— Begin Input rows —

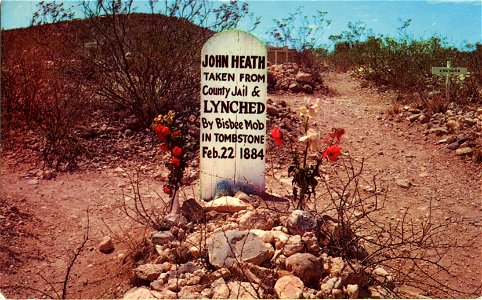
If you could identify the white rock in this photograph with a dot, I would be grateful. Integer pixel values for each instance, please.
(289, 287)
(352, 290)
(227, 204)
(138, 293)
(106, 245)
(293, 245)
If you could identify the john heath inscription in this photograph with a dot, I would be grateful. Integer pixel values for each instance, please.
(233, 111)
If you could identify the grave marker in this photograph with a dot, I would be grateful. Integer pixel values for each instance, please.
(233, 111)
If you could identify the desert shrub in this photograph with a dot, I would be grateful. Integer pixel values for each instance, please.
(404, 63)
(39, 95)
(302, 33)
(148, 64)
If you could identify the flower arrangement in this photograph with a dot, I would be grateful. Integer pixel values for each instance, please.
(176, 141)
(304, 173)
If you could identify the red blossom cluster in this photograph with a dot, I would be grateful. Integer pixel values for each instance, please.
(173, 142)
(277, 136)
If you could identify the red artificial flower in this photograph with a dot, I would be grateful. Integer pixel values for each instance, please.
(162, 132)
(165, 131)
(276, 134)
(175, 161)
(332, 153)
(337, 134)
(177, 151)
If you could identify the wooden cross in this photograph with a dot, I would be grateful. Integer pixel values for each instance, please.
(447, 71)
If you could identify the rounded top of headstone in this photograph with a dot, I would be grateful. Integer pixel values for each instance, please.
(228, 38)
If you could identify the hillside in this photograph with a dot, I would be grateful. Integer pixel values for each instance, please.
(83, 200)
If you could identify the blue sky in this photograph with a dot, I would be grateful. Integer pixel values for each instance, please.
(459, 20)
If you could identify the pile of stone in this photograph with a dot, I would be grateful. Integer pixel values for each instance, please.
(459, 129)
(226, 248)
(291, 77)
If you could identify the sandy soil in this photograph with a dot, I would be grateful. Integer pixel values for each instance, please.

— End Input rows —
— Begin Input rows —

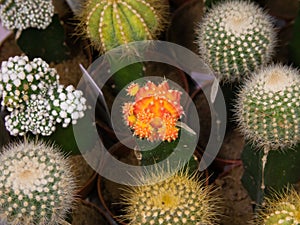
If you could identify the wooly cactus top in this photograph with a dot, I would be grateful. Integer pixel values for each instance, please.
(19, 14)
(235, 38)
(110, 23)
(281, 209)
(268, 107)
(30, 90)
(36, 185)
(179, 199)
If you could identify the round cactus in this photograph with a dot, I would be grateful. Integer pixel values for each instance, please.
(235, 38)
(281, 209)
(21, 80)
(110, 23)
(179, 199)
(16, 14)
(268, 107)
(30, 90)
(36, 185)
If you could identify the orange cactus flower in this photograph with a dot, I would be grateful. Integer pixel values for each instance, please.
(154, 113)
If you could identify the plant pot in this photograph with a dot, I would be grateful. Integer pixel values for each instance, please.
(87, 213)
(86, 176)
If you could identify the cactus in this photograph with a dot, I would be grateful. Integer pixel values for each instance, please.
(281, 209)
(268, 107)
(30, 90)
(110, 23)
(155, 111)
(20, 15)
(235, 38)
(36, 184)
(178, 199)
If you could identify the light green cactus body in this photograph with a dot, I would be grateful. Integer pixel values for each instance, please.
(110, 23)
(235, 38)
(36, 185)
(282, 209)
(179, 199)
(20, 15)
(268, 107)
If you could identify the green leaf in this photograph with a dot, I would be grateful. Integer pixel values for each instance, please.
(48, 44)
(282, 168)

— End Input rows —

#### Problem description
Gather every line of the data above that contains the word "green", and copy each one unchanged.

#### Answer to the exercise
If you could identify the light green cactus body in this photograph with a dot, I would be grateful. Integer pixel values for each instance, please.
If you could identify the green leaf in this photograph with a dot, I would be grateful. Integer pixel values for each instance, please.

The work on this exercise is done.